--- RECORD EXTRACTS ---

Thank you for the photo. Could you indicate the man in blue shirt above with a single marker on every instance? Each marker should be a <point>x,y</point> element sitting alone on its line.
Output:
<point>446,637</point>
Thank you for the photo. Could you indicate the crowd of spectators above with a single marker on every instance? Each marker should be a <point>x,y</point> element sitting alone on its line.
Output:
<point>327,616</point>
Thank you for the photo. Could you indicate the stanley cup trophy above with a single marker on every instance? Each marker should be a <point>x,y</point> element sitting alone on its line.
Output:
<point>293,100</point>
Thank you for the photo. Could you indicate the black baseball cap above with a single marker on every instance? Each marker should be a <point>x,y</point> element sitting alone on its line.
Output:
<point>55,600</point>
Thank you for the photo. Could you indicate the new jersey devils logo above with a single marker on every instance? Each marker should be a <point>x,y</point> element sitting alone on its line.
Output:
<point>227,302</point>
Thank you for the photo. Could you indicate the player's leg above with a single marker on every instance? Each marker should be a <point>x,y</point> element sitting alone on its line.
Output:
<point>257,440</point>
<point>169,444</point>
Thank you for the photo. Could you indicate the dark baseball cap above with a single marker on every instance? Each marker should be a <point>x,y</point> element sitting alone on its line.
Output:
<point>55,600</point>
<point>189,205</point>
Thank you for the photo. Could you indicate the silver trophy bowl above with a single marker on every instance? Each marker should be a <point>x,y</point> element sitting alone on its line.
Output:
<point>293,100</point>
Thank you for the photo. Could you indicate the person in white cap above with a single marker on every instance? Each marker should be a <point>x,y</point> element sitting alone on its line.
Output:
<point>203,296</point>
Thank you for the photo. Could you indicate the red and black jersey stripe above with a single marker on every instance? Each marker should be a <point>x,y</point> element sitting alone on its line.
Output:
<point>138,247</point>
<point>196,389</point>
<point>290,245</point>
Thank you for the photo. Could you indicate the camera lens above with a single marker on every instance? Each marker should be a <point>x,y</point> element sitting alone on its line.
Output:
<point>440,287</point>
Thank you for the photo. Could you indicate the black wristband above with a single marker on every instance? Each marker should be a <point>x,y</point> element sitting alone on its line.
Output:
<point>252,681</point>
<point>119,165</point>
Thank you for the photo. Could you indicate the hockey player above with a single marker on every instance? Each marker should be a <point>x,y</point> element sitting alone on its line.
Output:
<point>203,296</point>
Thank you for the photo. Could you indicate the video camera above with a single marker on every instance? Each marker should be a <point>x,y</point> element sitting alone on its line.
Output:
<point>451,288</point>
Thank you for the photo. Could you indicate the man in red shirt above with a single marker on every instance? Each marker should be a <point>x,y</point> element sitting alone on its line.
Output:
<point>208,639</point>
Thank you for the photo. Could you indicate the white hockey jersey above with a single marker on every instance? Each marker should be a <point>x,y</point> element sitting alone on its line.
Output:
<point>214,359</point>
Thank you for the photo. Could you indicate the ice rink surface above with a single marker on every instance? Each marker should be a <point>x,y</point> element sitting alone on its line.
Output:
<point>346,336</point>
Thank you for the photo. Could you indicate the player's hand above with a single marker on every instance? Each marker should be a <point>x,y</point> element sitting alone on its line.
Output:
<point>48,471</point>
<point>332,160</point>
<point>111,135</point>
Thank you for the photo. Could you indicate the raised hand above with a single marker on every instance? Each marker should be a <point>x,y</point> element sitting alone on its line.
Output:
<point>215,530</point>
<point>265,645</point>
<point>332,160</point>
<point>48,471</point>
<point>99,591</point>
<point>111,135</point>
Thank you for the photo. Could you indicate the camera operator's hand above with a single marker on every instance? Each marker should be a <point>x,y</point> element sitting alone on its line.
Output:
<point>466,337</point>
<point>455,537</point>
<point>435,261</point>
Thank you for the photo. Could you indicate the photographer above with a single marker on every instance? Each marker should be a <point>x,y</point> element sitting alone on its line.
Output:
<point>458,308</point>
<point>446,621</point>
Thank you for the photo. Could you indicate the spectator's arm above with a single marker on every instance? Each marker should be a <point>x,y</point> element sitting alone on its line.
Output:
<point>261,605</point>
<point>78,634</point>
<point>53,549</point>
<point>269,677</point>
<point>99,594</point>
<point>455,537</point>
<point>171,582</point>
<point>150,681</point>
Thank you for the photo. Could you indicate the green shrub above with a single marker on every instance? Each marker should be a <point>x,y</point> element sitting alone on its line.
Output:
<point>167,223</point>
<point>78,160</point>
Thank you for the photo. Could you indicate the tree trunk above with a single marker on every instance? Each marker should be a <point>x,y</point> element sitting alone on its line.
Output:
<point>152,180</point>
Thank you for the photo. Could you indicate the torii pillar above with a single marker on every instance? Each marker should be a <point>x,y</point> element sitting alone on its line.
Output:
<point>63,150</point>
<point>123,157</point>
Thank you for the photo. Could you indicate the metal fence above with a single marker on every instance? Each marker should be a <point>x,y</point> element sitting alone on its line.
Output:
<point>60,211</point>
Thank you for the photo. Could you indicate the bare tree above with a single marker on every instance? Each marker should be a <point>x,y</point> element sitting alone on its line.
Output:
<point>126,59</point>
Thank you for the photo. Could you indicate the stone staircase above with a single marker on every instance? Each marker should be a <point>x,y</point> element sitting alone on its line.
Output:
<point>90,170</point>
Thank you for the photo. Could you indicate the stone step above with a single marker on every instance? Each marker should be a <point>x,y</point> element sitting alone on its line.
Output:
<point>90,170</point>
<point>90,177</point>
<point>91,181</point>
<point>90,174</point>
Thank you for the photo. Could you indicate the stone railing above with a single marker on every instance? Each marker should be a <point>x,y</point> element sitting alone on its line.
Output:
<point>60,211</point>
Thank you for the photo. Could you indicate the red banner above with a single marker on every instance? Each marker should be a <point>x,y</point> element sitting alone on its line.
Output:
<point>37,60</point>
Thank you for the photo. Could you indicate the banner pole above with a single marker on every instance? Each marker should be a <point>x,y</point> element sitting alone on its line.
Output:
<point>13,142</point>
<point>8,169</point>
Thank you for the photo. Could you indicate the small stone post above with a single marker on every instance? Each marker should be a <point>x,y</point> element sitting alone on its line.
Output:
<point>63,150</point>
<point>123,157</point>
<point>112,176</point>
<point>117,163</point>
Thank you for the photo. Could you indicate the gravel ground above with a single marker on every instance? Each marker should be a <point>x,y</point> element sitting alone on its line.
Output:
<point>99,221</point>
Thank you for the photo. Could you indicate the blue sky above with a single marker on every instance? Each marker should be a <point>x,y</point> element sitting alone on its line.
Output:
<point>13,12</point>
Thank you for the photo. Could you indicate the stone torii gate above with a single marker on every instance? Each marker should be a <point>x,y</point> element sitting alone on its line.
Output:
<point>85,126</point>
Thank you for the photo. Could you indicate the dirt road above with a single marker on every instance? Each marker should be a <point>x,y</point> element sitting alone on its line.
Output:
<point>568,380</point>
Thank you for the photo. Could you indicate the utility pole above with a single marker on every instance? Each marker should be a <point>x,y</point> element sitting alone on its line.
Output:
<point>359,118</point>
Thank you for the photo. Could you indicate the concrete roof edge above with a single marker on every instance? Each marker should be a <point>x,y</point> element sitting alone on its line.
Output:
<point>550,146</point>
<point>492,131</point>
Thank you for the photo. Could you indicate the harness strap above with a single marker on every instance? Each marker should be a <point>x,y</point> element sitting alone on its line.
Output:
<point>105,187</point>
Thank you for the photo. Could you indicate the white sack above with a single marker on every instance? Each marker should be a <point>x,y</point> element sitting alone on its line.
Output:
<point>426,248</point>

---

* STATED EXERCISE
Rewrite every line between the one holding "Thank you for the photo. Could you indicate the stone railing" and the one holding "<point>37,60</point>", inclusive, multiplying each point coordinate by 0.5 and rounding it to a whole number, with halves rounded up. Keep all other text on those lines unchanged.

* FINAL RESULT
Thank you for the photo. Could you indicate the stone railing above with a single marker on every instance? Each marker should be a <point>x,y</point> element sitting alone on its line.
Output:
<point>30,106</point>
Thank you for the photo. Could you indicate the red banner above with a single marker on every instance? Each marker should be a <point>x,y</point> element sitting alone on its line.
Output:
<point>19,30</point>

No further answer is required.